[START OF SUPPLIED DATA]

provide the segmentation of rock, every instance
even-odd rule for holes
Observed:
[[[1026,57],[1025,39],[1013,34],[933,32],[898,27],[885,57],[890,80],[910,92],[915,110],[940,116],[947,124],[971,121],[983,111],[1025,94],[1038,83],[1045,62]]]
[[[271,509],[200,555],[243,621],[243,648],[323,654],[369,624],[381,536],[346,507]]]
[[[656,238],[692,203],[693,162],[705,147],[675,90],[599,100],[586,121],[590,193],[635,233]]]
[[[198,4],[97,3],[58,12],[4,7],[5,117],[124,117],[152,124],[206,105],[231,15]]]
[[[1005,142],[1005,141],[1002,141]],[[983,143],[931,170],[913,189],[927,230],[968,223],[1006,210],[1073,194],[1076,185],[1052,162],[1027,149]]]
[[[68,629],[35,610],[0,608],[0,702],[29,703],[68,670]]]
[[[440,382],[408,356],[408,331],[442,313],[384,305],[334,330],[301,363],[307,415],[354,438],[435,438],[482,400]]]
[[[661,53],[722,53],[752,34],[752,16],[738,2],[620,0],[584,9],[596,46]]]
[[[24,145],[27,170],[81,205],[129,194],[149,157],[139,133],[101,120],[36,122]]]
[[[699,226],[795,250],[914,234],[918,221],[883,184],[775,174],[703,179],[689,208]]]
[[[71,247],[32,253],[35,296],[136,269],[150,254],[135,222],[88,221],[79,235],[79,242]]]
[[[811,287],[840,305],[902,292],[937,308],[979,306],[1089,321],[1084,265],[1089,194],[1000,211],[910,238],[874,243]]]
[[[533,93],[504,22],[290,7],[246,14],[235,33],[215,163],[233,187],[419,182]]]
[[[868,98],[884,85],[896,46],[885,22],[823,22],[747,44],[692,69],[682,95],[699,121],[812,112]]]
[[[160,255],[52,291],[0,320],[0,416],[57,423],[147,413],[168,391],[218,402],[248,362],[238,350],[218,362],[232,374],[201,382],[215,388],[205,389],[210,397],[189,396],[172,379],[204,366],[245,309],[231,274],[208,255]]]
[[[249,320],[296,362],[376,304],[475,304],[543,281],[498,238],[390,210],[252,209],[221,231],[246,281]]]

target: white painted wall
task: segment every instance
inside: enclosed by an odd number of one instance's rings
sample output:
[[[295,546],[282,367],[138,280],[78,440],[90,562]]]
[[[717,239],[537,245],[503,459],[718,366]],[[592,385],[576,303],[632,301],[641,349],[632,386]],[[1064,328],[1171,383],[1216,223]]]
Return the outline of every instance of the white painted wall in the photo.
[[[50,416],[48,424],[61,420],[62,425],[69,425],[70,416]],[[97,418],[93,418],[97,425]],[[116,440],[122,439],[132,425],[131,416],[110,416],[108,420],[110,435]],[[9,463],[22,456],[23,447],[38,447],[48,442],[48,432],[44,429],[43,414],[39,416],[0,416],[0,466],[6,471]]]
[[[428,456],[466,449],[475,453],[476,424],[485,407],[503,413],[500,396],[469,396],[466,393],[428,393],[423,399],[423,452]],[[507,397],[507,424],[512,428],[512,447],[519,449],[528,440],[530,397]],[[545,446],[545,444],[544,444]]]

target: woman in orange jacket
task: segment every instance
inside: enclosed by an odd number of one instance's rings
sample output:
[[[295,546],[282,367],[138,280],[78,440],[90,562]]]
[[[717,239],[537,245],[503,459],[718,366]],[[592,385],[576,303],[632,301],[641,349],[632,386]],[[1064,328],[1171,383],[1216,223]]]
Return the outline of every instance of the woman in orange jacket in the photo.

[END OF SUPPLIED DATA]

**YOUR INSTRUCTIONS:**
Every entry should be printed again exactly as it stands.

**OUTPUT:**
provide the segmentation of rock, every instance
even-odd rule for holes
Observed:
[[[1026,57],[1025,39],[1013,34],[933,32],[898,27],[885,57],[890,80],[910,92],[915,110],[940,116],[947,124],[971,121],[983,111],[1025,94],[1038,83],[1045,62]]]
[[[271,509],[200,555],[243,621],[243,648],[323,654],[369,624],[381,536],[346,507]]]
[[[656,238],[692,203],[693,162],[705,147],[675,90],[599,100],[586,121],[590,193],[635,233]]]
[[[198,4],[97,3],[58,12],[4,7],[5,117],[124,117],[152,124],[206,105],[231,15]]]
[[[1005,142],[1005,141],[1002,141]],[[983,143],[931,170],[913,189],[927,230],[968,223],[1006,210],[1073,194],[1076,185],[1052,162],[1027,149]]]
[[[68,629],[35,610],[0,608],[0,702],[29,703],[68,670]]]
[[[440,382],[408,356],[408,331],[442,313],[384,305],[334,330],[301,363],[307,415],[354,438],[435,438],[482,400]]]
[[[661,53],[722,53],[752,34],[752,16],[738,2],[620,0],[584,9],[596,46]]]
[[[24,145],[27,170],[81,205],[129,194],[149,157],[139,133],[101,120],[36,122]]]
[[[699,226],[795,250],[914,234],[918,221],[883,184],[775,174],[703,179],[689,208]]]
[[[71,247],[32,253],[35,296],[136,269],[150,254],[135,222],[88,221],[79,235],[79,242]]]
[[[811,287],[840,305],[902,292],[937,308],[979,306],[1089,321],[1084,265],[1089,194],[1000,211],[910,238],[874,243]]]
[[[533,93],[504,22],[290,7],[246,14],[235,33],[215,163],[233,187],[419,182]]]
[[[868,98],[884,85],[896,46],[885,22],[823,22],[747,44],[692,69],[682,95],[699,121],[812,112]]]
[[[160,255],[52,291],[0,320],[0,416],[57,423],[147,413],[168,391],[218,402],[248,362],[238,350],[218,362],[232,374],[201,382],[215,388],[205,389],[210,397],[189,396],[172,379],[204,366],[245,309],[231,274],[208,255]]]
[[[249,320],[296,362],[376,304],[475,304],[543,281],[498,238],[390,210],[252,209],[221,231],[246,281]]]

target: white painted wall
task: segment every instance
inside: enclosed by an odd number of one instance's rings
sample output:
[[[295,546],[282,367],[138,280],[78,440],[90,562]]]
[[[717,239],[537,245],[503,459],[718,366]],[[592,385],[576,303],[632,301],[641,349],[632,386]],[[1064,328],[1171,383],[1216,223]]]
Return the outline of every instance of the white painted wall in the photo.
[[[50,416],[48,424],[61,420],[62,425],[69,425],[70,416]],[[97,418],[93,418],[97,425]],[[116,440],[122,439],[132,425],[131,416],[110,416],[108,420],[110,435]],[[9,463],[22,456],[23,447],[38,447],[48,442],[48,432],[44,429],[43,414],[39,416],[0,416],[0,466],[6,471]]]
[[[428,456],[466,449],[475,453],[476,424],[485,407],[503,413],[500,396],[469,396],[466,393],[428,393],[423,399],[423,452]],[[507,397],[507,424],[512,428],[512,447],[519,449],[528,440],[530,397]],[[545,446],[545,444],[544,444]]]

target: woman in orange jacket
task: segment every instance
inside: enclosed by an odd number of one instance's rings
sample output:
[[[295,546],[282,367],[138,280],[78,440],[90,562]]]
[[[717,239],[537,245],[503,459],[718,366]],[[592,385],[576,303],[632,301],[641,349],[632,386]],[[1064,328],[1171,383],[1216,223]]]
Return the outline of every instance of the woman in orange jacket in the photo.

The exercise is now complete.